좌표 표시 항목
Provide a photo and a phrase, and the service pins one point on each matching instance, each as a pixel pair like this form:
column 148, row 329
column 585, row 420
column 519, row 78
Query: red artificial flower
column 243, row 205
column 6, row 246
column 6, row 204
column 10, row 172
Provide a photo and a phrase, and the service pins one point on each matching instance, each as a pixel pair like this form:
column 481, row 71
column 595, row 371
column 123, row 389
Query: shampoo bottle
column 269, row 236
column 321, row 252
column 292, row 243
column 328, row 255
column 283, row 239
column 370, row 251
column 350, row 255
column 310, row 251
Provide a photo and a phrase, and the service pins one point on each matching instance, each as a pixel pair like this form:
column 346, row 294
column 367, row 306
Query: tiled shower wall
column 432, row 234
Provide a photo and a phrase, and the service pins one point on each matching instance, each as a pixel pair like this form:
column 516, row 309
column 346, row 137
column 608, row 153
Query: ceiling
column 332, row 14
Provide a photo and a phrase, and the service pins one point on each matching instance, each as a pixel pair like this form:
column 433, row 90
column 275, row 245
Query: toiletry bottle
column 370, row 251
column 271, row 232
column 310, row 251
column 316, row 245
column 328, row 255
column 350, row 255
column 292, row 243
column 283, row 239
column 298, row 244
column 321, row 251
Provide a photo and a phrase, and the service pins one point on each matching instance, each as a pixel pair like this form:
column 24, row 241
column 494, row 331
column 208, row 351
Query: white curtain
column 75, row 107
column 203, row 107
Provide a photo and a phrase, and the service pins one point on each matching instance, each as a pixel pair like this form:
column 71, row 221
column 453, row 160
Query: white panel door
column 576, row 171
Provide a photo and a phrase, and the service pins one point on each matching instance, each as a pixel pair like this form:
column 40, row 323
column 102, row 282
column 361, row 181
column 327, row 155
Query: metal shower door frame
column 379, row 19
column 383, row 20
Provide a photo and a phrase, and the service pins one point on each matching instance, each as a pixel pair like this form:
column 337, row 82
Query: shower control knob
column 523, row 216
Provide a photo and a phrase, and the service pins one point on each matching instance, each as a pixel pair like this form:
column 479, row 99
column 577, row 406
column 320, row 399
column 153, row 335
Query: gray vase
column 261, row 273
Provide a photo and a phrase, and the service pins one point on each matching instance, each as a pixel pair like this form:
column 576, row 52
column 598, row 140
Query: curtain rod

# 만들 내용
항목 첫 줄부터 "column 383, row 20" 줄까지만 다시 옮겨 적으면서 모든 "Query" 표현을 "Label" 표현으로 바꾸세요. 다른 부분은 그대로 두세요.

# 연습 결과
Provide a photo and a phrase, and the service pins one point on each matching instance, each as a pixel pair like this form:
column 148, row 329
column 585, row 420
column 519, row 78
Label: red artificial flower
column 243, row 205
column 6, row 246
column 6, row 204
column 10, row 172
Provide a photo and a phrase, and the service pins one point on each matching instance, each as a pixel pair like this form:
column 481, row 71
column 595, row 371
column 123, row 389
Label: shampoo bottle
column 269, row 236
column 321, row 252
column 292, row 243
column 328, row 255
column 283, row 239
column 370, row 251
column 350, row 255
column 310, row 251
Provide a photo and a phrase, and the service pins one point on each matching instance, each as a pixel pair like this form:
column 346, row 294
column 367, row 306
Label: tiled shower wall
column 432, row 234
Provide a photo and a phrase, and the service pins one point on each matching instance, each as a pixel pair like this form:
column 516, row 309
column 346, row 137
column 608, row 153
Label: ceiling
column 332, row 14
Provide a photo and a phrase, and the service pins one point on each matching instance, each as a pixel pair like this form:
column 433, row 90
column 275, row 245
Label: toiletry bottle
column 370, row 251
column 271, row 232
column 310, row 251
column 316, row 245
column 328, row 255
column 350, row 255
column 292, row 243
column 283, row 239
column 298, row 244
column 321, row 251
Provide a photo and a phrase, and the service pins one point on each matching instance, each as a pixel pair like this form:
column 24, row 241
column 494, row 331
column 208, row 351
Label: white curtain
column 75, row 107
column 203, row 107
Provide a photo and a phrase, and the service pins one point on each matching instance, each as a pixel pair like this form:
column 71, row 221
column 453, row 160
Label: white panel door
column 576, row 171
Provide a photo and a phrase, and the service pins one point on each matching instance, each as a pixel pair like this form:
column 40, row 323
column 102, row 282
column 361, row 181
column 327, row 155
Label: metal shower door frame
column 379, row 19
column 383, row 20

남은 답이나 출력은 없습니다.